Extracted records
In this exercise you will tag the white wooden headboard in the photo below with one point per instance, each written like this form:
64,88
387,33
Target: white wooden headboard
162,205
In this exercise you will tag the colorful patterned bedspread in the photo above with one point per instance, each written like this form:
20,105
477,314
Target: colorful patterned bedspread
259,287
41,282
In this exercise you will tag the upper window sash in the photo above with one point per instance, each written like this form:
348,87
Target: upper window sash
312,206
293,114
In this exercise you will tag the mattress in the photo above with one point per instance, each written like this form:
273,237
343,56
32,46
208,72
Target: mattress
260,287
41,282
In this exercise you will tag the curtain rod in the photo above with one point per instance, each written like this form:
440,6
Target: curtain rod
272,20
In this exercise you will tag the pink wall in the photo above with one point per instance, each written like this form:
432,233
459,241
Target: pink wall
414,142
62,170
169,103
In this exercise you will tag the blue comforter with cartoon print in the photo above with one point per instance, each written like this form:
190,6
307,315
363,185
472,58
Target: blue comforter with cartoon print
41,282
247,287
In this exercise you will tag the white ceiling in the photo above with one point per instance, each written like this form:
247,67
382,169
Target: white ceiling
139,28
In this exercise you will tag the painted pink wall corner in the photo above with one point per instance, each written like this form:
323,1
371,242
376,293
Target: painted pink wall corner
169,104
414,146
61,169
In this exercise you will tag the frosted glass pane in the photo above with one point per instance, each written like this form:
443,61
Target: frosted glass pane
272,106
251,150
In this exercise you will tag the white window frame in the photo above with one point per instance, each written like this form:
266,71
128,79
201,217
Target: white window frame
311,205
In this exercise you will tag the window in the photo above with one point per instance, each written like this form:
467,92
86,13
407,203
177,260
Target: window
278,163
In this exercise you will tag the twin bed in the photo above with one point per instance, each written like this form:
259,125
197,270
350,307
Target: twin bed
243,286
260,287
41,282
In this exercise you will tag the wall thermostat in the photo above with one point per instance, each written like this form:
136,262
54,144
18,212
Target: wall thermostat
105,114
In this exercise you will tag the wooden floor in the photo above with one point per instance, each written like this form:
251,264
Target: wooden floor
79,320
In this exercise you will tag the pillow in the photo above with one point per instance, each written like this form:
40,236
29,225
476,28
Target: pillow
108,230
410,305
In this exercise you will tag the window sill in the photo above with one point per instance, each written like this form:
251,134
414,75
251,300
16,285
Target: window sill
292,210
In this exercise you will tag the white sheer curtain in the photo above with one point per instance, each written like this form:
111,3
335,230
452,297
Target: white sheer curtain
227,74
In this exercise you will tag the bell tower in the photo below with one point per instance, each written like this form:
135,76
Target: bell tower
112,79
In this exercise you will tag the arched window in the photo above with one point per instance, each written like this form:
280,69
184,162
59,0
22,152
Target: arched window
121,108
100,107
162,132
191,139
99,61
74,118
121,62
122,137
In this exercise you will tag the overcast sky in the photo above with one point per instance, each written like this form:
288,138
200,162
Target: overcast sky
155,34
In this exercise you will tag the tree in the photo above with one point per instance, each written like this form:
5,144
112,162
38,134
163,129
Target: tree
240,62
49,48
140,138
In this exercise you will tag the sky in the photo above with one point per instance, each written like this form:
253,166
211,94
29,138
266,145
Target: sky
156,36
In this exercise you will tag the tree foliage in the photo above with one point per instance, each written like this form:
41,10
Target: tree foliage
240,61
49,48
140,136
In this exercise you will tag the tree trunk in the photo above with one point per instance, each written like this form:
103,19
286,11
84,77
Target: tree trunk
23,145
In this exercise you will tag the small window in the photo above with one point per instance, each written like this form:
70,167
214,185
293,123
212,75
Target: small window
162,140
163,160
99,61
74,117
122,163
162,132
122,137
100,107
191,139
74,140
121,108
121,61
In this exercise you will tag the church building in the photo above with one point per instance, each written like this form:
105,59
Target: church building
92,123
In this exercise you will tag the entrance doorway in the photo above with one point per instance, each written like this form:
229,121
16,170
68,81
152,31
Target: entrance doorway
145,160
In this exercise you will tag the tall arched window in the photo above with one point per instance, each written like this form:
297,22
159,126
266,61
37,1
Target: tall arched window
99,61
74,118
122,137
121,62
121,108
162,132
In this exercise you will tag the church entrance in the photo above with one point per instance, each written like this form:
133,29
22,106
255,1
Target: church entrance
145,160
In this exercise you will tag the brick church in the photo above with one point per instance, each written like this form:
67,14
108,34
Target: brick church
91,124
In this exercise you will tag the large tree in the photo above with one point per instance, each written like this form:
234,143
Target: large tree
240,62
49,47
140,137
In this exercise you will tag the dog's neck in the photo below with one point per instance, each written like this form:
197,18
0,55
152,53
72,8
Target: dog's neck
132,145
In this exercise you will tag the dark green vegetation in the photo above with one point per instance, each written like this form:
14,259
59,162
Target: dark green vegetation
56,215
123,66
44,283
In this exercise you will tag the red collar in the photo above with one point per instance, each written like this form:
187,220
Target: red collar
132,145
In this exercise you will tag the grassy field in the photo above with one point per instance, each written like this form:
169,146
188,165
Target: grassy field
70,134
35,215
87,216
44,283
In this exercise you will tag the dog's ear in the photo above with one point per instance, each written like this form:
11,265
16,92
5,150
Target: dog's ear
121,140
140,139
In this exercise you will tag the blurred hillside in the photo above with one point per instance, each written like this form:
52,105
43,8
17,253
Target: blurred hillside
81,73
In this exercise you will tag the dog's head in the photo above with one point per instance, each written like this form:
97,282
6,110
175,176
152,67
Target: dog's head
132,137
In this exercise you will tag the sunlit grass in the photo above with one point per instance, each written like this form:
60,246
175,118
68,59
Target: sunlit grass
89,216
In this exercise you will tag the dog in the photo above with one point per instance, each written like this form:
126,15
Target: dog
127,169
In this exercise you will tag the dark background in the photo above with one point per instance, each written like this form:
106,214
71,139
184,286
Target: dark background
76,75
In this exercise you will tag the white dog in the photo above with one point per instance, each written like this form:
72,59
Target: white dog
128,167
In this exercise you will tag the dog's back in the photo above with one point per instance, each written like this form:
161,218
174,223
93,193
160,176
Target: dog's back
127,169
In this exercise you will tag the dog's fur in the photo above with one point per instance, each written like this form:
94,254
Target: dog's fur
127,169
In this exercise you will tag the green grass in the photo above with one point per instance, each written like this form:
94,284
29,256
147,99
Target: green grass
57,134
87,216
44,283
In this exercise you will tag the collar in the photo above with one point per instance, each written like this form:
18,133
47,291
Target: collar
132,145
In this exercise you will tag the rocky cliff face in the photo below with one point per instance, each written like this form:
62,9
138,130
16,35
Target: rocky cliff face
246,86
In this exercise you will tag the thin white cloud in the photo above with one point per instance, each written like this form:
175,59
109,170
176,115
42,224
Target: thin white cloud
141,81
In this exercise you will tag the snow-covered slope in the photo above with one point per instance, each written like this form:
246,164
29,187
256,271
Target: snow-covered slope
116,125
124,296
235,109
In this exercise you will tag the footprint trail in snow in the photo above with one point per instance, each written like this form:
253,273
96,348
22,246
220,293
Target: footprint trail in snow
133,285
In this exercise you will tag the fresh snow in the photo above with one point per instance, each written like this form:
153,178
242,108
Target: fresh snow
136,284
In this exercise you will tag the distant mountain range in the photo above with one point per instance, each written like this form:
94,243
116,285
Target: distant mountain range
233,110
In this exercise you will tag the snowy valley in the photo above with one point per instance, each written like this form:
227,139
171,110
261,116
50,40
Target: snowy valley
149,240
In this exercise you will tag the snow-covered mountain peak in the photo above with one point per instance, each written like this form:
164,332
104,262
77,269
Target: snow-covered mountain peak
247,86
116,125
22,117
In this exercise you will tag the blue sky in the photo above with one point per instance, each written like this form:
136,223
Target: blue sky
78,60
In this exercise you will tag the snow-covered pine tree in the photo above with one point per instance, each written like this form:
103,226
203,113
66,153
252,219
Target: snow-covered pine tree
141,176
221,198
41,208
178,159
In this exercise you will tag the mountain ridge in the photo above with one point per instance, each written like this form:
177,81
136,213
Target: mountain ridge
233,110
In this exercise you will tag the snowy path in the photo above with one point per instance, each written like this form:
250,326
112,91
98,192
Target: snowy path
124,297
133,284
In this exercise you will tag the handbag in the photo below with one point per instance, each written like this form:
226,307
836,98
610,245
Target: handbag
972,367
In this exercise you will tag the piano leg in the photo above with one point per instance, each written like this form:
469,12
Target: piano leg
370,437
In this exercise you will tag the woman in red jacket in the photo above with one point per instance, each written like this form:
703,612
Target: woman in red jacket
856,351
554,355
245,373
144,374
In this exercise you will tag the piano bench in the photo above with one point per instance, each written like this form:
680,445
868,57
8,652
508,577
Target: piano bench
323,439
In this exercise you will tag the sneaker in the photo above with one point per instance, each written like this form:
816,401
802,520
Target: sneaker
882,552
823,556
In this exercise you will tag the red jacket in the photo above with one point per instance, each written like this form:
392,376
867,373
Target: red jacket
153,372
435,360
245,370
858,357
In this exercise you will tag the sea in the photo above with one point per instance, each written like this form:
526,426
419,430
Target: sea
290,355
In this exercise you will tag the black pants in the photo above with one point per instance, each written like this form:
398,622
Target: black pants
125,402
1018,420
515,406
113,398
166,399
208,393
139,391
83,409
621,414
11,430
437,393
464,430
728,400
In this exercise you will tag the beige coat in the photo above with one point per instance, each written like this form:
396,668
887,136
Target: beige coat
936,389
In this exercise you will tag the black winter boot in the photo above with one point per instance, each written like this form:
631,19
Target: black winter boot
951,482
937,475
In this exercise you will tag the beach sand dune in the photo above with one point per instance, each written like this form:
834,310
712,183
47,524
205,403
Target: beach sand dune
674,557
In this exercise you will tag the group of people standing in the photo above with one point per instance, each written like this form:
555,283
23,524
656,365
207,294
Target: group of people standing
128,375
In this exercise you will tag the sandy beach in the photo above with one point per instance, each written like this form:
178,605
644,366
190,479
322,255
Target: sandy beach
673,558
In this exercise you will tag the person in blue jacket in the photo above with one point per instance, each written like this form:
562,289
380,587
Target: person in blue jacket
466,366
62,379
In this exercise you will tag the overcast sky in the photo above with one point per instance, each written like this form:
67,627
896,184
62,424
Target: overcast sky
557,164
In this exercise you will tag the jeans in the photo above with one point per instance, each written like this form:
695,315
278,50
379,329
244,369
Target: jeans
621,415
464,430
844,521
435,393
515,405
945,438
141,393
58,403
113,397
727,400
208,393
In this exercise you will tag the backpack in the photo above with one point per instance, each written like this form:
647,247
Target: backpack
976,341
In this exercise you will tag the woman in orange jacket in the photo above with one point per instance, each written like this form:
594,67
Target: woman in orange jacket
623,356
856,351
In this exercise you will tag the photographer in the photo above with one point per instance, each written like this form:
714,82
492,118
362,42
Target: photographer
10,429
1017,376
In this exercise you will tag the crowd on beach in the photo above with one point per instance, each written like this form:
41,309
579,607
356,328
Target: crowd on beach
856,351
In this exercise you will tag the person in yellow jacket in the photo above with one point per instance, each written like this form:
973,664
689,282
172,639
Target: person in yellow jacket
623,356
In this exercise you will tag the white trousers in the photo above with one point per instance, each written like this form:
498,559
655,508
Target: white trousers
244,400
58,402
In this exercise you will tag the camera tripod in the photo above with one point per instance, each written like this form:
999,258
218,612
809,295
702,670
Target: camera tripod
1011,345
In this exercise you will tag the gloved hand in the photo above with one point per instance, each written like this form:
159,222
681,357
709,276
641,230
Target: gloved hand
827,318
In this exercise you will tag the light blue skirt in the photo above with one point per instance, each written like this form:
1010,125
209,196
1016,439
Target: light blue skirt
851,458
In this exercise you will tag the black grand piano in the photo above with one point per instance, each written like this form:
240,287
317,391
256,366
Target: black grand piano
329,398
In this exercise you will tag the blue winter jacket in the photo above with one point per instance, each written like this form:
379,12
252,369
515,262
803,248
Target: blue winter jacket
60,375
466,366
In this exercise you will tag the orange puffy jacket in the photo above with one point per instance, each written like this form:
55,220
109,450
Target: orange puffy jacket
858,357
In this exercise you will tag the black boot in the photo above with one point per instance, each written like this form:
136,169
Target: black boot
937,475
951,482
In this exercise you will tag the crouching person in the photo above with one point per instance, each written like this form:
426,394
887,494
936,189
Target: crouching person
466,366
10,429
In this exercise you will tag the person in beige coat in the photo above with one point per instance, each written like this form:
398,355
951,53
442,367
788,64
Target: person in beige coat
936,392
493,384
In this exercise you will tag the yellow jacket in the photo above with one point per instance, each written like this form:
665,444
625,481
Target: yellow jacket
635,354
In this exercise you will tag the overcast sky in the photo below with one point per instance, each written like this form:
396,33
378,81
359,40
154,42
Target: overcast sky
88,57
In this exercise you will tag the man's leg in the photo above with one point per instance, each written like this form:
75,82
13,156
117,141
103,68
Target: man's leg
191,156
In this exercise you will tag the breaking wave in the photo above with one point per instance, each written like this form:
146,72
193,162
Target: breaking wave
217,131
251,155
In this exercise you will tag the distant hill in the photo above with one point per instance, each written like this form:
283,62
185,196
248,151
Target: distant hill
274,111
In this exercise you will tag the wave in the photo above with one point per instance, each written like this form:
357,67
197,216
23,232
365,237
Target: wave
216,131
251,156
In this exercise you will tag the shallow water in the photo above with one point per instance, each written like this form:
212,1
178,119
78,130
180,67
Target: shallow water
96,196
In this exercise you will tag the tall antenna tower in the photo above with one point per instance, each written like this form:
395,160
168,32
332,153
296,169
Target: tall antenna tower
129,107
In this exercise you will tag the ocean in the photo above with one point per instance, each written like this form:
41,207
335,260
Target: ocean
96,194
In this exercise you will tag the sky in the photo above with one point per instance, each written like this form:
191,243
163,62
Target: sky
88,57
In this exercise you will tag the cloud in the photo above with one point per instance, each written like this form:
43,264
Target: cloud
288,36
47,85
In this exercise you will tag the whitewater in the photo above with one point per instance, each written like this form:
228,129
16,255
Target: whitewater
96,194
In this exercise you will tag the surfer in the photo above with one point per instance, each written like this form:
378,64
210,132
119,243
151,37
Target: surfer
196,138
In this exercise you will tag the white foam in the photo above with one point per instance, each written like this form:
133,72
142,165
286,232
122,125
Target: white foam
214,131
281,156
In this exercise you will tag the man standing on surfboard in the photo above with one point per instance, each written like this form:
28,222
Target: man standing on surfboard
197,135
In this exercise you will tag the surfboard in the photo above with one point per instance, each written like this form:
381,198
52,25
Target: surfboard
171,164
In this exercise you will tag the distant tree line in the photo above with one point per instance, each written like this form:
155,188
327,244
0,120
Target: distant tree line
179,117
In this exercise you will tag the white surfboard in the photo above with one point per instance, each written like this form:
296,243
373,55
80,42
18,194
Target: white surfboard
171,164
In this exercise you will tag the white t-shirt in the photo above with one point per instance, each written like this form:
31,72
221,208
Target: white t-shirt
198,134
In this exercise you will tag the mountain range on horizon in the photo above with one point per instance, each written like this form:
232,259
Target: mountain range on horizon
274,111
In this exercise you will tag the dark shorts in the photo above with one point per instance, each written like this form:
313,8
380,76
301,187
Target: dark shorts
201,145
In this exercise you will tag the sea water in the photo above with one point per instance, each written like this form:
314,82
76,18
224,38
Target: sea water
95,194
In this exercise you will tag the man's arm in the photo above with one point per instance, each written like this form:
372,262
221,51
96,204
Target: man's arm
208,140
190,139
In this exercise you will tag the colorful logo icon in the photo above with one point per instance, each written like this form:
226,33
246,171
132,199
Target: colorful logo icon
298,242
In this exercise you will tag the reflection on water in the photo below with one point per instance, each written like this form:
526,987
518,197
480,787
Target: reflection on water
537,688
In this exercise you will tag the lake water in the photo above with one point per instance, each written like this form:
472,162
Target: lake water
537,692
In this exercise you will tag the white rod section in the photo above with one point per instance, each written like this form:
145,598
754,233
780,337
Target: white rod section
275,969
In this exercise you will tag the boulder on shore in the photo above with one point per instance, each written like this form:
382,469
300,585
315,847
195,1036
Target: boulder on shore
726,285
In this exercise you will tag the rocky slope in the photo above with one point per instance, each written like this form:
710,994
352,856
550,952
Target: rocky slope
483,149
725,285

▸ **TASK TO COMPLETE**: Quote verbatim the line containing "In this exercise you will tag the reflection" and every line after it through the end of the records above.

▸ **CORRECT RESULT**:
In this exercise you will tag the reflection on water in the photo below with one point per instance, each written like this form:
526,987
518,197
480,787
Target: reflection on water
537,688
In this exercise you will tag the lake water in the photo above with one point per instance, each written like this form:
472,162
Target: lake water
537,692
In this exercise you will tag the white rod section in the photo above with one point per instance, each written like this form:
145,598
754,233
780,337
Target: white rod section
275,969
In this exercise you will tag the boulder on shore in the photo above with one point per instance, each written like this form:
382,469
300,585
315,847
195,1036
Target: boulder on shore
726,285
In this exercise you will tag the rocky slope in the photo above with one point per instance, each written like this form:
710,994
352,856
550,952
Target: rocky slope
483,149
725,285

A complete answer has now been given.